• _Written task_:
Copy the lines below, swapping "coho salmon" for "chinook salmon" wherever it occurs and leaving every other word and character unchanged.
┄┄┄┄┄┄┄┄┄┄┄┄┄┄┄┄┄┄┄┄
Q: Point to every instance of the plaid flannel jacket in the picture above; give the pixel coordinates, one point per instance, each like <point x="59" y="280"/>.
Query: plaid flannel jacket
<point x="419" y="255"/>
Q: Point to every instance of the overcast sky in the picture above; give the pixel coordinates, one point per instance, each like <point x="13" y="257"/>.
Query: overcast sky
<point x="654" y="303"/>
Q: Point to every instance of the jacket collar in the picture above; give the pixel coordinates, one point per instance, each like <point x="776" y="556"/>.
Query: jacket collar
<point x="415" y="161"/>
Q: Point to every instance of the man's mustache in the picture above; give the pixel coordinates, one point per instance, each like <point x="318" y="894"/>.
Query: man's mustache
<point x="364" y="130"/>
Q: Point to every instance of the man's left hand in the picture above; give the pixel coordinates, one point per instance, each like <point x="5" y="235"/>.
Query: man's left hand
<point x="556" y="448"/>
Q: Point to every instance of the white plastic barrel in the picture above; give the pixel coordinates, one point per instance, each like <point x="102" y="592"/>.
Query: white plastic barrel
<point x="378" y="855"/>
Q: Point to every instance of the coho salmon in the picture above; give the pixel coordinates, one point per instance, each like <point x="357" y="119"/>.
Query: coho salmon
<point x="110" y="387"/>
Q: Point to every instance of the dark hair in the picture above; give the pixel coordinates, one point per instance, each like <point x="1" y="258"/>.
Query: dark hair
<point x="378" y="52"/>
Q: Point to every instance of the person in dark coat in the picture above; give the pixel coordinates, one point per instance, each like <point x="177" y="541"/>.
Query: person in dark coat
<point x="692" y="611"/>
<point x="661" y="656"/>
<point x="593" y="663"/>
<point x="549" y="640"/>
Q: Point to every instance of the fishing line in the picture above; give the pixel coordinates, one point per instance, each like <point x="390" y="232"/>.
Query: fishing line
┄┄┄┄┄┄┄┄┄┄┄┄┄┄┄┄┄┄┄┄
• _Result of this exercise_:
Q: Point to every instance of the plaid flannel jacket in the picture above; give the pixel coordinates, one point per instance, each like <point x="59" y="280"/>.
Query: plaid flannel jacket
<point x="419" y="255"/>
Q: Point to every instance of the overcast sky in the picture above; give the pixel coordinates, one point per instance, each like <point x="13" y="257"/>.
Query: overcast sky
<point x="654" y="303"/>
Q: Point to every instance of the jacket collar in the picture above; give the pixel coordinates, one point per instance, each like <point x="776" y="556"/>.
Query: jacket collar
<point x="415" y="161"/>
Q: Point to every instance of the man's mustache in the picture above; give the pixel coordinates, one point per instance, each like <point x="318" y="894"/>.
Query: man's mustache
<point x="364" y="130"/>
Q: Point to every instance of the man's left hand in the picture above; give the pixel coordinates, one point per instance, each like <point x="5" y="235"/>.
Query: man's left hand
<point x="556" y="448"/>
Q: Point to every instance of the white plastic barrel in the picture above; give the pixel coordinates, one point per instance, each like <point x="102" y="592"/>.
Query: white plastic barrel
<point x="378" y="855"/>
Q: Point to every instance of the chinook salmon in the picture above; give the pixel coordinates, one point per instance, each like <point x="357" y="119"/>.
Query: chinook salmon
<point x="110" y="387"/>
Q: Point to every instance of the dark hair in the picture above; give the pixel coordinates, one point per instance, each like <point x="1" y="258"/>.
Query: dark hair
<point x="378" y="52"/>
Q: Point to every instance of the person in dark coat in the picture above; give the pixel coordinates, one point per instance, each like <point x="177" y="541"/>.
Query: person in dark coat
<point x="692" y="611"/>
<point x="661" y="656"/>
<point x="593" y="663"/>
<point x="549" y="640"/>
Q: Point to every instance of the fishing line in the picture above; give the pixel coordinates, one point per instance, each like <point x="390" y="232"/>.
Query: fishing line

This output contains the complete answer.